Below are some records. Print exactly the lines between the one holding "of the forearm" and the one holding "the hat brim", inclusive, and nothing else.

-- LISTED ENTRIES follows --

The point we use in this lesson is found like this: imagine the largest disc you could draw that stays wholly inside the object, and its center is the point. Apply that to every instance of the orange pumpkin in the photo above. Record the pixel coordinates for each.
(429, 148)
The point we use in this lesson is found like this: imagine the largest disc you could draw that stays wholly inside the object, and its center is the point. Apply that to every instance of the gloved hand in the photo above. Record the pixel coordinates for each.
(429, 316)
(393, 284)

-- LISTED ENTRIES concluded --
-- LISTED ENTRIES follows --

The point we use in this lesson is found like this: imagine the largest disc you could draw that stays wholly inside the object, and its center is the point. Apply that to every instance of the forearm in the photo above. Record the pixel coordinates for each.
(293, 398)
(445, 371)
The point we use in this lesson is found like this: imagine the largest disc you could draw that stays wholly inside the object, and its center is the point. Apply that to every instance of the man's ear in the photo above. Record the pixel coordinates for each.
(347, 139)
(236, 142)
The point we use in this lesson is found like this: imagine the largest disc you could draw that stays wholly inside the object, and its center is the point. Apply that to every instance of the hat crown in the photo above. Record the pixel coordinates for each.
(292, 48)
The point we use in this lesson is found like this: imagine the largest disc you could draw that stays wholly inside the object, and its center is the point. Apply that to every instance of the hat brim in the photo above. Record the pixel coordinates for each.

-- LISTED ENTRIES concluded --

EXERCISE ANSWER:
The point we use in this lesson is found like this: imagine the largest disc you could draw that stays wholly inside the object, and its center is the point. Apply that to every instance of the forearm in the photo above. Record the pixel coordinates for each.
(293, 398)
(445, 371)
The point we use in this lesson is found like this: imagine the largest disc you could draw that stays wholly inside the object, and its center is the point. Apply that to every instance of the man's ear in the photo above. Record the pixel coordinates for each.
(347, 139)
(236, 142)
The point we use in this lesson is found like this: imagine the largest disc you could draw that stays wholly inside the object, and its center is the point. Apply that to every instance of the hat crown in the photo above. Record the pixel coordinates for each.
(292, 48)
The point we use in this lesson is found like this: imagine the largest disc you could draw that stays wholly inside the object, and its center is the point. Apply that to every instance of the hat brim in the photo above. Record the pixel coordinates for each.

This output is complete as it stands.